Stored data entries
----

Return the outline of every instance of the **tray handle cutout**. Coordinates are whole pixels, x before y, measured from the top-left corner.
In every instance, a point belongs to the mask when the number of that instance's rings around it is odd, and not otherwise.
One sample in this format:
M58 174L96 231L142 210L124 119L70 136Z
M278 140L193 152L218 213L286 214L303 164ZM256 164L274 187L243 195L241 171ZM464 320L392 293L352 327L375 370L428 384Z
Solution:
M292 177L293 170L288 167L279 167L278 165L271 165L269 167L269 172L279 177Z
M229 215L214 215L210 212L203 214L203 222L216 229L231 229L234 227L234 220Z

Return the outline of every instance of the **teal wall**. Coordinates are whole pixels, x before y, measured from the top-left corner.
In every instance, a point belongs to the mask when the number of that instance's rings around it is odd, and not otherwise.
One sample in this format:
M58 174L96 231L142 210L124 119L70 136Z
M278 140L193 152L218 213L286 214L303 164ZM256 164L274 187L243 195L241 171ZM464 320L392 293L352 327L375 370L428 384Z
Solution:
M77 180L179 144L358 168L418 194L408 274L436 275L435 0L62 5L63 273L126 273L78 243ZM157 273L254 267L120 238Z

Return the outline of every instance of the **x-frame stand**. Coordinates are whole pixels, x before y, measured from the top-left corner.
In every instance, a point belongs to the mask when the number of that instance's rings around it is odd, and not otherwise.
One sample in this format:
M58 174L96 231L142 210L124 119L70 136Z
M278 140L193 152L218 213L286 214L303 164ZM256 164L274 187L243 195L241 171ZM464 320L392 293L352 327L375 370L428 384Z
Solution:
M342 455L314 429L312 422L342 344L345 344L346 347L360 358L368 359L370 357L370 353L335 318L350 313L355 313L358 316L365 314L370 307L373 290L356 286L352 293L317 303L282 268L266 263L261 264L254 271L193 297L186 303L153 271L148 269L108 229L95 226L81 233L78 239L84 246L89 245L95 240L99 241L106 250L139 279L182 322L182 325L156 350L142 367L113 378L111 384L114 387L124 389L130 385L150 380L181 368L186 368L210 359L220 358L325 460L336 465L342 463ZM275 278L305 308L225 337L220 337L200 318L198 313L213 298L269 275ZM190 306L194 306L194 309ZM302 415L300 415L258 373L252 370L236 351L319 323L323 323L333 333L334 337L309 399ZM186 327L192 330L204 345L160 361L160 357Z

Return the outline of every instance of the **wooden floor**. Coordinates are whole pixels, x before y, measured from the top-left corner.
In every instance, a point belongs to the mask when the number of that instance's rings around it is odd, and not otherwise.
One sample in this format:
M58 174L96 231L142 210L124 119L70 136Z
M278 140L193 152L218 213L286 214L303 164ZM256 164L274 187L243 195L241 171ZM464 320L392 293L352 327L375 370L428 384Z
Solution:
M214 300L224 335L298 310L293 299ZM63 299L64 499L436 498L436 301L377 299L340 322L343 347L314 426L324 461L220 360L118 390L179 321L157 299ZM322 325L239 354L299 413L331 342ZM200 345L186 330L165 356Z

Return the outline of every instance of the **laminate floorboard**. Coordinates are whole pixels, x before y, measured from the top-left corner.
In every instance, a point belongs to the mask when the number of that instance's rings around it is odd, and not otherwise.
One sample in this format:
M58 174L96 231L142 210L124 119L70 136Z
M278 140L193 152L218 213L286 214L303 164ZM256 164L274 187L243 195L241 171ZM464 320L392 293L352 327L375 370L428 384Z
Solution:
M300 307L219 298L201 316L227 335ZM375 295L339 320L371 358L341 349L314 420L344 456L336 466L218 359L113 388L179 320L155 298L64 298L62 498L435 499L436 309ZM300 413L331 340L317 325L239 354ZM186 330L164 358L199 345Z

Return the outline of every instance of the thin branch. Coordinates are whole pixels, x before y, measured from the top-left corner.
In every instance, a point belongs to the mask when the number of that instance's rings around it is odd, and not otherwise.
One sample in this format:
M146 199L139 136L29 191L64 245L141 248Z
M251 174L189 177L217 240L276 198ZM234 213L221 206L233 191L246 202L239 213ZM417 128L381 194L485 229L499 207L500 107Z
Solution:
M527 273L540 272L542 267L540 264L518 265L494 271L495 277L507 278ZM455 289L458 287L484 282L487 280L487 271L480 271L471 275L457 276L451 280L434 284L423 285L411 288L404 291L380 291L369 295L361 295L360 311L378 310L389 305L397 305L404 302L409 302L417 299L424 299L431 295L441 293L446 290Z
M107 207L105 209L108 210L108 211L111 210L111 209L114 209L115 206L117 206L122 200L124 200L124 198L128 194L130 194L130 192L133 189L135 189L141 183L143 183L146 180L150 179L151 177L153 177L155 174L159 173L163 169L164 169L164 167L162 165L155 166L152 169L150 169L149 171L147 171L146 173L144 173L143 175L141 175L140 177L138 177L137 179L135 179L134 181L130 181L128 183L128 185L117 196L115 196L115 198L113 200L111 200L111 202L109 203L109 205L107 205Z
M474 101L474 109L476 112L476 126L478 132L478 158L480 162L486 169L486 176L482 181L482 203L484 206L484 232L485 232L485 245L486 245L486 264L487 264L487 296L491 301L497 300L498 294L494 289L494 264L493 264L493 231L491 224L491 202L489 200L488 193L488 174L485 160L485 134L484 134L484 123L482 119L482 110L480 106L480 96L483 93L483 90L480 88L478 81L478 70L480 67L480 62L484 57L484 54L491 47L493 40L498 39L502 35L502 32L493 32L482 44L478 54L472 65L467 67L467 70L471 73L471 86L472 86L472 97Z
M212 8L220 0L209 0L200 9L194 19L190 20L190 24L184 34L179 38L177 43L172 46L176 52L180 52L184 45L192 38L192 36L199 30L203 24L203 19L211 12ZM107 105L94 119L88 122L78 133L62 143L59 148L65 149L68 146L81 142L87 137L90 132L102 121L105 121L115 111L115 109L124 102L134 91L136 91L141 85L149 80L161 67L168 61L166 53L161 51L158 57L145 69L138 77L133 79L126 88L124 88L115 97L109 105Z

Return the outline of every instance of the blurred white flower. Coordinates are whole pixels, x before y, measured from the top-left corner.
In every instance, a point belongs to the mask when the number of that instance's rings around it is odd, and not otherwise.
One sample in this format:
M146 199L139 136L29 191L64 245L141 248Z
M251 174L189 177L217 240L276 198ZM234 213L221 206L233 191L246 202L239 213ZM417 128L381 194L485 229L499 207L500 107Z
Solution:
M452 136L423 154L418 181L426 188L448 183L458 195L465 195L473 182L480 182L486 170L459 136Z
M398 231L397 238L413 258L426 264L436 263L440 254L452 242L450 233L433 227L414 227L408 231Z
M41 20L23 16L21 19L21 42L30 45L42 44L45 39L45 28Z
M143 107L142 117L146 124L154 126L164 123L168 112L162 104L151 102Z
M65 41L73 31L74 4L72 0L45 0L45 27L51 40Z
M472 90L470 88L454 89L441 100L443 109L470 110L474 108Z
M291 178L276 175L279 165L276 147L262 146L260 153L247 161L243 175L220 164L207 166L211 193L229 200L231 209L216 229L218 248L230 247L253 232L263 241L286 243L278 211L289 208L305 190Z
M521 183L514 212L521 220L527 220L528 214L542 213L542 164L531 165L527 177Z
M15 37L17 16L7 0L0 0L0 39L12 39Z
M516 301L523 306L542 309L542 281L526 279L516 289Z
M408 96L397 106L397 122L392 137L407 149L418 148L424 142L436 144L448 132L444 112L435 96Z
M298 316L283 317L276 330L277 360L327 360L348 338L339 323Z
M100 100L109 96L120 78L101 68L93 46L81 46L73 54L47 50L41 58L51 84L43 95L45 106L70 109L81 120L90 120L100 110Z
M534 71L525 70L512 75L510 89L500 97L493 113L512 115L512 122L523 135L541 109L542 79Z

----

• **Your task**: Repeat the data exactly, with every line included.

• **Answer space**:
Return the outline of every instance of the **tray handle cutout**. Coordinates are whole pixels, x before y, measured from the top-left corner.
In every instance, a point belongs to the mask when the number of that instance's rings around it is odd, and not otherwise.
One sample in this format:
M58 174L96 231L142 210L124 119L70 136Z
M278 140L193 152L218 213L286 214L303 164ZM256 164L274 187L243 195L241 171ZM464 320L392 293L352 327L375 370L428 384Z
Solution:
M292 177L293 170L288 167L279 167L278 165L271 165L269 167L269 172L279 177Z
M229 215L214 215L210 212L203 214L203 222L216 229L231 229L234 227L234 220Z

Return the outline of every instance of the **teal wall**. Coordinates are whole pixels, x before y, measured from the top-left corner.
In every instance, a point belongs to the mask when the number of that instance's rings around it is odd, and not otherwise.
One sample in this format:
M58 174L96 231L142 210L124 119L70 136Z
M278 140L193 152L218 213L286 214L303 164ZM256 164L274 187L243 195L241 171ZM464 320L392 293L352 327L375 370L428 384Z
Solution:
M77 180L179 144L358 168L418 194L408 274L436 275L435 0L62 5L63 273L126 273L78 243ZM157 273L254 267L120 238Z

Return the outline of every instance of the **x-frame stand**. Coordinates are whole pixels, x before y, measured from the top-left corner.
In every instance, a point belongs to the mask when the number of that instance's rings around it is odd, and not otherwise.
One sample in this format:
M58 174L96 231L142 210L124 119L70 136Z
M278 140L193 152L218 213L286 214L303 164ZM256 164L274 187L243 195L241 171ZM464 320L392 293L352 327L375 370L428 384Z
Solution:
M342 455L314 429L312 422L342 344L345 344L346 347L360 358L368 359L370 357L370 353L335 318L350 313L355 313L358 316L365 314L370 307L373 290L356 286L352 293L317 303L282 268L266 263L261 264L254 271L193 297L186 303L153 271L148 269L108 229L95 226L81 233L78 239L84 246L89 245L95 240L99 241L106 250L139 279L182 322L182 325L156 350L142 367L113 378L111 384L114 387L124 389L130 385L150 380L181 368L186 368L210 359L220 358L325 460L336 465L342 463ZM275 278L305 308L225 337L220 337L200 318L198 313L213 298L269 275ZM190 306L194 306L194 309ZM302 415L300 415L258 373L252 370L236 351L319 323L323 323L333 333L334 337L309 399ZM186 327L192 330L204 345L160 361L160 357Z

Return the outline of every instance of the **wooden floor**. Coordinates are whole pixels, x before y, measured from the top-left corner.
In every instance, a point belongs to the mask when the number of that instance's rings around it is odd, and not otherwise.
One sample in this format:
M58 174L96 231L142 210L124 119L70 136Z
M278 140L193 152L218 213L286 214L303 164ZM256 164L274 187L243 195L241 171ZM464 320L392 293L352 327L375 370L428 384Z
Solution:
M214 300L224 335L298 310L293 299ZM63 299L64 499L436 498L436 301L377 299L340 322L343 347L314 426L324 461L220 360L118 390L179 321L157 299ZM322 325L239 354L299 413L331 342ZM200 345L186 330L165 356Z

Return the outline of every instance of the **laminate floorboard**. Coordinates are whole pixels, x before y, measured from the top-left corner.
In every instance, a point belongs to the mask when the number of that instance's rings around it is odd, and not otherwise.
One sample in this format:
M58 174L96 231L142 210L124 119L70 136Z
M278 140L193 152L218 213L286 214L303 164ZM256 164L274 187L243 195L241 171ZM464 320L392 293L352 327L375 370L428 384Z
Solution:
M300 307L219 298L201 316L227 335ZM375 295L339 320L371 358L341 349L314 420L344 456L336 466L218 359L113 388L179 320L155 298L64 298L62 498L435 499L436 309ZM300 413L331 340L317 325L239 354ZM186 330L164 358L199 345Z

Return the outline of every instance of the thin branch. Coordinates are whole pixels, x before y, measured from the top-left corner.
In every instance, a point belongs to the mask when the number of that instance's rings around it is odd, and not otherwise.
One sample in this format:
M146 199L139 136L29 191L64 245L141 248Z
M251 174L189 177L217 240L276 198ZM234 213L221 206L233 191L246 202L239 213ZM417 128L381 194L485 229L499 207L500 107Z
Solution:
M527 273L540 272L542 267L540 264L518 265L494 271L495 277L507 278ZM455 289L458 287L484 282L487 280L487 271L480 271L471 275L457 276L451 280L434 284L423 285L411 288L404 291L380 291L369 295L361 295L360 311L378 310L389 305L397 305L404 302L409 302L417 299L424 299L431 295L441 293L446 290Z
M107 207L105 209L108 210L108 211L111 210L111 209L114 209L115 206L117 206L122 200L124 200L124 198L128 194L130 194L130 192L133 189L135 189L141 183L143 183L146 180L150 179L151 177L153 177L155 174L159 173L163 169L164 169L164 167L162 165L155 166L152 169L150 169L149 171L147 171L146 173L144 173L143 175L141 175L140 177L138 177L137 179L135 179L134 181L130 181L128 183L128 185L117 196L115 196L115 198L113 200L111 200L111 202L109 203L109 205L107 205Z
M474 101L474 109L476 112L476 126L478 132L478 158L480 162L486 169L486 176L482 181L482 203L484 206L484 232L485 232L485 245L486 245L486 264L487 264L487 296L491 301L497 300L498 294L494 289L494 264L493 264L493 231L491 224L491 202L489 200L488 193L488 174L485 160L485 134L484 134L484 123L482 119L482 110L480 106L480 96L483 93L483 90L480 88L478 81L478 70L480 67L480 62L484 57L484 54L491 47L493 40L498 39L502 35L502 32L493 32L482 44L478 54L472 65L467 67L467 70L471 73L471 86L472 86L472 97Z
M212 8L220 0L209 0L200 9L194 19L190 20L190 24L184 34L179 38L177 43L172 46L176 52L180 52L184 45L192 38L192 36L199 30L203 24L203 19L211 12ZM107 105L94 119L88 122L78 133L62 143L59 148L65 149L68 146L81 142L87 137L90 132L102 121L105 121L115 111L115 109L124 102L134 91L136 91L141 85L149 80L161 67L168 61L166 53L161 51L158 57L145 69L138 77L133 79L126 88L124 88L115 97L109 105Z

Return the outline of every instance of the blurred white flower. Coordinates are whole pixels, x before y, measured from the top-left corner.
In every instance, a point belongs to the mask when the number of that instance's rings around it is odd, and not otherwise.
One sample in this format:
M146 199L139 136L29 191L64 245L141 248Z
M251 174L189 177L217 240L276 198ZM234 213L221 206L233 191L246 202L239 213ZM417 128L381 194L485 229L499 207L500 107Z
Solution:
M452 136L423 154L418 181L426 188L448 183L458 195L465 195L473 182L480 182L486 170L459 136Z
M398 231L397 238L413 258L426 264L436 263L440 254L452 242L450 233L433 227L414 227L408 231Z
M41 20L23 16L21 19L21 42L30 45L42 44L45 39L45 28Z
M143 107L142 117L146 124L154 126L164 123L168 112L162 104L151 102Z
M65 41L73 31L74 4L72 0L45 0L45 27L51 40Z
M472 90L470 88L454 89L441 100L443 109L470 110L474 108Z
M291 178L276 175L279 165L276 147L262 146L260 153L247 161L243 175L220 164L207 166L211 193L229 200L231 209L216 229L218 248L230 247L253 232L263 241L286 243L278 211L289 208L305 190Z
M521 183L514 212L521 220L527 220L528 214L542 213L542 164L531 165L527 177Z
M15 37L17 16L7 0L0 0L0 39L12 39Z
M516 301L523 306L542 309L542 281L526 279L516 289Z
M408 96L397 106L397 122L392 137L407 149L418 148L424 142L436 144L448 132L444 112L435 96Z
M298 316L283 317L276 330L277 360L327 360L348 338L339 323Z
M100 100L109 96L120 78L101 68L93 46L81 46L73 54L47 50L41 58L51 84L43 95L45 106L70 109L81 120L90 120L100 110Z
M534 71L525 70L512 75L510 89L500 97L493 113L512 115L512 122L523 135L541 109L542 79Z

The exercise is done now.